Exercise objective: Transcribe exactly the line containing "Target: player in dark jersey" and the remaining lines of the listing below, through the very last.

Records for the task:

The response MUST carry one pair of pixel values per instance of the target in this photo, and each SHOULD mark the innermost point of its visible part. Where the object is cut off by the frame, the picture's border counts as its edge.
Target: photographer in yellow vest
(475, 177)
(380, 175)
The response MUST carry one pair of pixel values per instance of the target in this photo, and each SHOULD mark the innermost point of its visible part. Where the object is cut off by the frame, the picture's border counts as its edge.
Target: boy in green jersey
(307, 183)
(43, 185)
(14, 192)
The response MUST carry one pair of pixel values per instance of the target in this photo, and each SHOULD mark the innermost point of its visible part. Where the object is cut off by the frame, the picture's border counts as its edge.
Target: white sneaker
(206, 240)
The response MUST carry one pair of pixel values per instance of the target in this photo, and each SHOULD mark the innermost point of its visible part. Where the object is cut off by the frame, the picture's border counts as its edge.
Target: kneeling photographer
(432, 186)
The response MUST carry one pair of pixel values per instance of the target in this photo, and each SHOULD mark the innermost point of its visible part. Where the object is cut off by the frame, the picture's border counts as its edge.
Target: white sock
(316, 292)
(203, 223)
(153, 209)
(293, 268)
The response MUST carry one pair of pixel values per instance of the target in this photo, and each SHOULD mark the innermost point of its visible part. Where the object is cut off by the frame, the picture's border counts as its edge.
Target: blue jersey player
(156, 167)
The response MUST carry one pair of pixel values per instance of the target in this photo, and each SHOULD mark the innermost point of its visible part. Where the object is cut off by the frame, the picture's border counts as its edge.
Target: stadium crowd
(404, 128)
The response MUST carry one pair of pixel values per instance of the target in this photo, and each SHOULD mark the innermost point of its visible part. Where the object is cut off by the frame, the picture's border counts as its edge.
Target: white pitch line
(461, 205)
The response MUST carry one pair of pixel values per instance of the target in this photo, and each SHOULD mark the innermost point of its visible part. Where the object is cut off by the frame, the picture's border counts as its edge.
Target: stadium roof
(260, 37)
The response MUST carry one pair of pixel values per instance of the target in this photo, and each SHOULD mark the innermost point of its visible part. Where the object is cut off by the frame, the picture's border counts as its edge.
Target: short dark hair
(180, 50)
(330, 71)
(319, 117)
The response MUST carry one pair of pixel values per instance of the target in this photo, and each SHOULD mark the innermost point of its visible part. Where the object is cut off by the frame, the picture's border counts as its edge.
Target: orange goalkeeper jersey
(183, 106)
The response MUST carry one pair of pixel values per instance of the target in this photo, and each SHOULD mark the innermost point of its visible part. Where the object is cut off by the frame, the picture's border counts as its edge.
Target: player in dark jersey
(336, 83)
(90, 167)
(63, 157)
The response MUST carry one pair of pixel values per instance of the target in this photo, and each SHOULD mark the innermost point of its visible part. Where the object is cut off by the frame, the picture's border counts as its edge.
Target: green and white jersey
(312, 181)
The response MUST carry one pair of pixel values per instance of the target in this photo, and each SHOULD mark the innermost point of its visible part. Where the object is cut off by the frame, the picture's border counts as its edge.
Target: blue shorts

Solution for this task:
Target: player in dark jersey
(336, 83)
(90, 167)
(63, 157)
The response MUST carry one pair of pixel values per instance of the target in this photo, and each SHOULD mark the innermost point of its visible part. Where the object is cut off by the frame, the picture's border counts as its edge.
Target: green and white jersey
(312, 181)
The response MUST carry one pair of pixel values per instance of the target in this photo, and each SHOULD mark the innermost point of its visible part. Where the object is cut off by the frame, the picture's border counts as its edge.
Target: blue shorts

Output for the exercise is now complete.